I think what you are offering us is a false alternative: either we base all our beauty-judgements of humans on character, or we engage in a mind-body dichotomy. Clearly it is neither.
On your account those of us who find beauty in things that are not related to character, such as sunsets on the beach, colorful fish and reef in the clear waters of the Bahamas, a dense, lightly misted forest in the fall with a fresh morning breeze flowing through a canopy of trees formed over a walking trail, the chirping of birds at sunrise, a clear open nightsky full of stars, symmetric, harmonious faces, the long sexy legs of a tall woman, etc., are being mindless.
Well, don't mind me, but I'm going to go ahead and continue enjoying my mind-body dichotomy.
Please note, before anyone jumps off into the deep end, that nowhere have I implied that all forms of beauty are a proper basis for sexual attraction.
#18
Posted 05 August 2005 - 12:05 AM
TomL, on Aug 4 2005, 10:20 PM, said:
Your seriously trying to say you've never seen a woman and thought she was attractive before meeting her? If this is true, I think that is very unhealthy suppression.
#19
Posted 05 August 2005 - 01:22 AM
From my (limited) knowledge of the above fields, I would say that there are some things that are likely to be genetic predispositions (as a trivial example, preferring 'nice skin' would make sense from an evolutionary perspective since bad skin is often a sign of disease. Women preferring strong, tall men makes sense because these are the ones most likely to protect her offspring, and so on). Other things will be influenced by general cultural factors - being fat is considered attractive in some poorer countries because it is a sign of wealth, and pale skin was considered attractive in the West a few hundred years ago for similar reasons (now being tanned has taken over). Then there will then be personal factors, including (eg) the people around you during stages of your development - was there a blonde haired girl who took care of you when you were weak and vulnerable as a child, and so on. Maybe some people will be attracted to people who remind them of their first girlfriend. I've got a theory that people who were relatively unpopular at school are far less likely to be attracted to 'cheerleader' looks, but I dont have a large enough sample size to justify it. Finally, there will probably be a lot of 'random' variation caused by the sheer number of different variables involved.

:::

REQUIRED WORK
Continue the forum discussion about beauty and attraction from the point where it stops. The listing is separate material, unrelated to the forum discussion about beauty and attraction.

:::

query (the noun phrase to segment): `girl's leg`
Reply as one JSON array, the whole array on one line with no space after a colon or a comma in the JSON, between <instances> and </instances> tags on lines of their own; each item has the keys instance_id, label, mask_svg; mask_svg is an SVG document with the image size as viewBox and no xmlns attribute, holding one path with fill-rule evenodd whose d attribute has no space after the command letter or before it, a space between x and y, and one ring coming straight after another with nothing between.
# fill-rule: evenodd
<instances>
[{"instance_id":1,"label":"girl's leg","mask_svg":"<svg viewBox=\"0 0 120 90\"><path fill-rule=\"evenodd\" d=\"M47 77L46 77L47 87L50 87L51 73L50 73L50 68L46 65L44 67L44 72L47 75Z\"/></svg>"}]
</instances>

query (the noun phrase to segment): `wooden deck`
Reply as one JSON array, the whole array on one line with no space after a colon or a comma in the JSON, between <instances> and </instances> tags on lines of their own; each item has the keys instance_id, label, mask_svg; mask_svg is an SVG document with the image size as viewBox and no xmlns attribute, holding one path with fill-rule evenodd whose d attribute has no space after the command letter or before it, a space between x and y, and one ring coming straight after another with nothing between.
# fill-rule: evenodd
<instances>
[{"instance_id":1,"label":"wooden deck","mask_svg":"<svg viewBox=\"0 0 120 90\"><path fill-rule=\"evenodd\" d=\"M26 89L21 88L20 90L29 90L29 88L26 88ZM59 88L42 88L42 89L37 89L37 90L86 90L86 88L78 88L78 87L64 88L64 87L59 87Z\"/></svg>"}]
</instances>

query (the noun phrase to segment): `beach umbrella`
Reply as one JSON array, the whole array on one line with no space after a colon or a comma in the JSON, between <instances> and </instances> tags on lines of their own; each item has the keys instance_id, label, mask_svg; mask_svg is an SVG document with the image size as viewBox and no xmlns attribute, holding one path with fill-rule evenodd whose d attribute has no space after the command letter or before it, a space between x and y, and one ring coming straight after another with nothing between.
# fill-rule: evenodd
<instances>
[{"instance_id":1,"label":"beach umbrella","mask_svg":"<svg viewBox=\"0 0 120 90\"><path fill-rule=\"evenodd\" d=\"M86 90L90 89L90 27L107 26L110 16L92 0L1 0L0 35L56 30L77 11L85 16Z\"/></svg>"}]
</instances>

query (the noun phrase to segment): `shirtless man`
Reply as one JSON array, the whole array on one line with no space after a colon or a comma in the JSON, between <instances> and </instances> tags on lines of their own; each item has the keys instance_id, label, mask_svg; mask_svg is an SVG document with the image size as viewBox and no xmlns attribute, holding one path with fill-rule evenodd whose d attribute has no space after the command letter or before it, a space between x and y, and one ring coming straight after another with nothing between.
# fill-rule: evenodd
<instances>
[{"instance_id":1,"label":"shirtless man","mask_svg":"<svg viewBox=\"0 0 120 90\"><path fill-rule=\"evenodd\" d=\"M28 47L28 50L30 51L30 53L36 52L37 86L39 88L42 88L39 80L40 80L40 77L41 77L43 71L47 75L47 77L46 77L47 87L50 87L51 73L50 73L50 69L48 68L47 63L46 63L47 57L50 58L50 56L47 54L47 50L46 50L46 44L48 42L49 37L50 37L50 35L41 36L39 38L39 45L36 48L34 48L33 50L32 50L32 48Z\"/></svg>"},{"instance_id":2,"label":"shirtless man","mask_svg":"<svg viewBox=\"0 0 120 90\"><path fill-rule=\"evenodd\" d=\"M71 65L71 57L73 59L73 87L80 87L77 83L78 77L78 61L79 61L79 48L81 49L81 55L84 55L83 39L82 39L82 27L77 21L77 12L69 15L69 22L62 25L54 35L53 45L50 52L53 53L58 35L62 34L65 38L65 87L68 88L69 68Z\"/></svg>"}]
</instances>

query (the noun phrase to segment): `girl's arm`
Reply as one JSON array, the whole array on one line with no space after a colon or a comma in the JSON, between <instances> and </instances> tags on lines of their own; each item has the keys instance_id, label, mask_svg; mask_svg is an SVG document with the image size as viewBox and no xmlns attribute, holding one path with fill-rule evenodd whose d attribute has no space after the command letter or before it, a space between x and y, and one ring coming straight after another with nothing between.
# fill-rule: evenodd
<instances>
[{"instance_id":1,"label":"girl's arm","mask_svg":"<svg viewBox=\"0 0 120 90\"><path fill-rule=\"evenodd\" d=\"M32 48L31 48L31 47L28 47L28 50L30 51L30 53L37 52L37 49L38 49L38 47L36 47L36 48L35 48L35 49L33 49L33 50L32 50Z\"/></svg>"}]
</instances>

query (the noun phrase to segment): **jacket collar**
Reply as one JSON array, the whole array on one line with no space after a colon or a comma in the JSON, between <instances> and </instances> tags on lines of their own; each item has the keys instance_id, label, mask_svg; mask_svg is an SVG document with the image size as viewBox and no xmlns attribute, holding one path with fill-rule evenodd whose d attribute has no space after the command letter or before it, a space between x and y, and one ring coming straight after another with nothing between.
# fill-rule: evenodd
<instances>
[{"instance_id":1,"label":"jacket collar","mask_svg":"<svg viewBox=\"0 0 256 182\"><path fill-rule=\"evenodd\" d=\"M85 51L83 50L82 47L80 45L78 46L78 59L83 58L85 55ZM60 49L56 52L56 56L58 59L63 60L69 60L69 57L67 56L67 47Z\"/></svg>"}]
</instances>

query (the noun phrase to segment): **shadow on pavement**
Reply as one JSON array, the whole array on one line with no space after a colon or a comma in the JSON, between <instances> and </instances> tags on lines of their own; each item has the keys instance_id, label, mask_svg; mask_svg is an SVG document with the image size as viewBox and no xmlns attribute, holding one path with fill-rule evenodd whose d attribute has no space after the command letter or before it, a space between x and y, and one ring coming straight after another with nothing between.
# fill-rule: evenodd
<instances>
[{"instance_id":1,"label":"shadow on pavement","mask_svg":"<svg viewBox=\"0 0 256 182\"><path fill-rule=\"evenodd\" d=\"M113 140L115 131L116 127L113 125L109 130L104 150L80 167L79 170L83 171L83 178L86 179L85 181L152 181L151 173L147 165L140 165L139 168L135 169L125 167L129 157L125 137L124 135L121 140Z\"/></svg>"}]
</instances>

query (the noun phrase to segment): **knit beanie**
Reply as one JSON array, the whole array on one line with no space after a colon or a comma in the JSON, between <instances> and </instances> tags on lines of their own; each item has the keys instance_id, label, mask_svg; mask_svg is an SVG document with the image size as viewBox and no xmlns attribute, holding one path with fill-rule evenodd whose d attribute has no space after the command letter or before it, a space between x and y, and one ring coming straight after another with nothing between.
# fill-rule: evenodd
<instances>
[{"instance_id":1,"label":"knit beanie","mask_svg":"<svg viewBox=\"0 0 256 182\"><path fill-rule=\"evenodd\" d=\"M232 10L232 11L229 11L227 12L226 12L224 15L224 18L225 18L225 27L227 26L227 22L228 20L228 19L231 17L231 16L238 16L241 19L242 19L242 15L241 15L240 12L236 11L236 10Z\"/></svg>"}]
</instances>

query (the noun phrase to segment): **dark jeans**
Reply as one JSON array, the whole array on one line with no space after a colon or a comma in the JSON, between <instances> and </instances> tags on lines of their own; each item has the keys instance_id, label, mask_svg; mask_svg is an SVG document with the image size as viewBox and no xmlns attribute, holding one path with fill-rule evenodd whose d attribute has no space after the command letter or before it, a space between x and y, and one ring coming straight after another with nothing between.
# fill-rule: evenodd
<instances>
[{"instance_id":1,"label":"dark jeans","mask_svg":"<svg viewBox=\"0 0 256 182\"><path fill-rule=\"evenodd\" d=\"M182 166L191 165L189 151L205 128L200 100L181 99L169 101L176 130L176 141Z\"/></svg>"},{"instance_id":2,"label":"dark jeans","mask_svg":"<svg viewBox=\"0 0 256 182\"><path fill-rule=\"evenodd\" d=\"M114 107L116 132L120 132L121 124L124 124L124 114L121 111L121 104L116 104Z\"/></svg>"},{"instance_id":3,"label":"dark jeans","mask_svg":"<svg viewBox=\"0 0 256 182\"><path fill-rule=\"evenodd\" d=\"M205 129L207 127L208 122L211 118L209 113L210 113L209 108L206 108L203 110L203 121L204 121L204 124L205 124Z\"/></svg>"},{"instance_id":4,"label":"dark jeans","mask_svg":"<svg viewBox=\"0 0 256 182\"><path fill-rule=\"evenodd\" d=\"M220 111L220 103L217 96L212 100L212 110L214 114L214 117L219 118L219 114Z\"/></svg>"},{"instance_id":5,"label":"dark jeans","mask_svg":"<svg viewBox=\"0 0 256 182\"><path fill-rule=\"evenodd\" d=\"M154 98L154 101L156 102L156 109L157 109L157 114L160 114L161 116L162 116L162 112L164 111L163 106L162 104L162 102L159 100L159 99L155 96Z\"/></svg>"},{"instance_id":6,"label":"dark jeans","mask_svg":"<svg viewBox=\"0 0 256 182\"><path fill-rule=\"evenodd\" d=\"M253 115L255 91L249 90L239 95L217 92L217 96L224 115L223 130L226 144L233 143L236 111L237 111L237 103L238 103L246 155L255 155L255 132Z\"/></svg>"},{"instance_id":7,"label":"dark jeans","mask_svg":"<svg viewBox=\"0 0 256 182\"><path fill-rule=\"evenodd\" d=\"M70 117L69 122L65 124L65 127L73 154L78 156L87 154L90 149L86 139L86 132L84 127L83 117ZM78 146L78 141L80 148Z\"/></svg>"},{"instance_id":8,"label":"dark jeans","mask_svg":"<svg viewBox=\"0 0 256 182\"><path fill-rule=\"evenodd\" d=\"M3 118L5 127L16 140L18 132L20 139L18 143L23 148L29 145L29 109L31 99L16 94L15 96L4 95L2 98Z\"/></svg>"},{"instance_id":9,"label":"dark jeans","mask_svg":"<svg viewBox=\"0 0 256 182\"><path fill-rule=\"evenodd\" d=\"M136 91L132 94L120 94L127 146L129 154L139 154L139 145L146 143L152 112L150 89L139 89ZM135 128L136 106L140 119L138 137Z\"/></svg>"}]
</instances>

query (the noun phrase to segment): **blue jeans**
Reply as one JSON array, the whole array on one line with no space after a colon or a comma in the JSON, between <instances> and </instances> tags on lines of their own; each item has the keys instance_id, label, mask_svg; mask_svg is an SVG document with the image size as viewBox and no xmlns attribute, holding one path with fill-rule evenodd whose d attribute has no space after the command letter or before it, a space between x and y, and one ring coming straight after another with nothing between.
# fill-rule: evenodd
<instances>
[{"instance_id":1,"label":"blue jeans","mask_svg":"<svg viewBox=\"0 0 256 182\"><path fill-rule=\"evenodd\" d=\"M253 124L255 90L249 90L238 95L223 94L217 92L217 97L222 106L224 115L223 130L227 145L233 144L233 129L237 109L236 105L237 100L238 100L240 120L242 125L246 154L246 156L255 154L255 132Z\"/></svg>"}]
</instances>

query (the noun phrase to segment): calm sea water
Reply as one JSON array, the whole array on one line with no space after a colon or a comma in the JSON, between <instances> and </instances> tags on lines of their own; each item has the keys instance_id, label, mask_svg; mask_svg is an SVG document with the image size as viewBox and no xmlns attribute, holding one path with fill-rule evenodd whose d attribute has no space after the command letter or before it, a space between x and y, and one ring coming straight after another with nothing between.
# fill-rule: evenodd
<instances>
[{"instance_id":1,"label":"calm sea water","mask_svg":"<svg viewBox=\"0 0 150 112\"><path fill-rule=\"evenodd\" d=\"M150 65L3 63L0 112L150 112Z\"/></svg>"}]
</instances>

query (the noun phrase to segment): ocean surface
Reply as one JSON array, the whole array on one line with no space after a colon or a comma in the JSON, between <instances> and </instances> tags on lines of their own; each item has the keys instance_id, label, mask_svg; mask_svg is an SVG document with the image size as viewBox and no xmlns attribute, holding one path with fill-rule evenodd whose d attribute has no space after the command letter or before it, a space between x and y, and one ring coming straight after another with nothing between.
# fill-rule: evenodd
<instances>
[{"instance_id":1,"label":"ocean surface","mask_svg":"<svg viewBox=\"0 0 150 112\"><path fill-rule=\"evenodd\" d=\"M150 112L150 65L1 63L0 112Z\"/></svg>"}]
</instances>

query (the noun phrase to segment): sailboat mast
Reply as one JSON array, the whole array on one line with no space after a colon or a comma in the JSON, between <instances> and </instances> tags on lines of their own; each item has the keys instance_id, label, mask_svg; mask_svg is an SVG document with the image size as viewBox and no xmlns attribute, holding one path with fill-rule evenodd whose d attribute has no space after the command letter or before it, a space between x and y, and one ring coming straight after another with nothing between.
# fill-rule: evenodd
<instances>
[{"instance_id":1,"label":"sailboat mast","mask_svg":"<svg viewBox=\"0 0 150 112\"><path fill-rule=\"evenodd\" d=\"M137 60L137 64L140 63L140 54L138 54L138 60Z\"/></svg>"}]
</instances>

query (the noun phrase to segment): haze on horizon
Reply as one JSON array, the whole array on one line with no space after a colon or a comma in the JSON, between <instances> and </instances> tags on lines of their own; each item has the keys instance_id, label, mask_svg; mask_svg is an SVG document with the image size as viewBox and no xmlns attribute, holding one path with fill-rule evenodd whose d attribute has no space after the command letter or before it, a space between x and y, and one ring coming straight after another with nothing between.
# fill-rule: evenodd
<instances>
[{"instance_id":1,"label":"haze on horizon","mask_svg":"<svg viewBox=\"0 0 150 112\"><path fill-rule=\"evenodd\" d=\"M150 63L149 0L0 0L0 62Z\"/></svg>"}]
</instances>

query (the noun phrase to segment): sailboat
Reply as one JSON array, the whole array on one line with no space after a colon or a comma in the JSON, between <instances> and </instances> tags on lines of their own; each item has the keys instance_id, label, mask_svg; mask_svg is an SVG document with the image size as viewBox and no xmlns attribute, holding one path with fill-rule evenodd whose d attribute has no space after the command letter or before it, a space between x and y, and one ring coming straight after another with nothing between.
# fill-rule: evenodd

:::

RESPONSE BELOW
But in any case, theres probably a countless number of different factors involved that would rule out the possibility of any one unified 'theory' of attraction. It's science though, not philosophy.
Having said all this, I do agree with TomL's position in this thread, although perhaps not to quite as strong an extent. For me anyway, a large part of physical attraction is based on personality - I will almost always end up sexually attracted to females I respect, no matter what my first impressions of them were. Similarly, I will generally be turned off a girl I initially found attractive, if I later discover she is a repulsive person. I think the distinction between attractiveness and sexuality is a far narrower one than a lot of people suppose, although I do agree with DPW's "but you can quite obviously find physical beauty where the character of the person is unknown". Tom, do you really think you'd be unable to say "Jennifer Aniston is more attractive than Judge Judy" if you knew nothing about the personalities involved?
This post has been edited by Hal: 05 August 2005 - 01:44 AM
#20
Posted 05 August 2005 - 01:43 AM
The proper basis for sexual attraction is one thing, and the proper criteria for judging something as beautiful is another.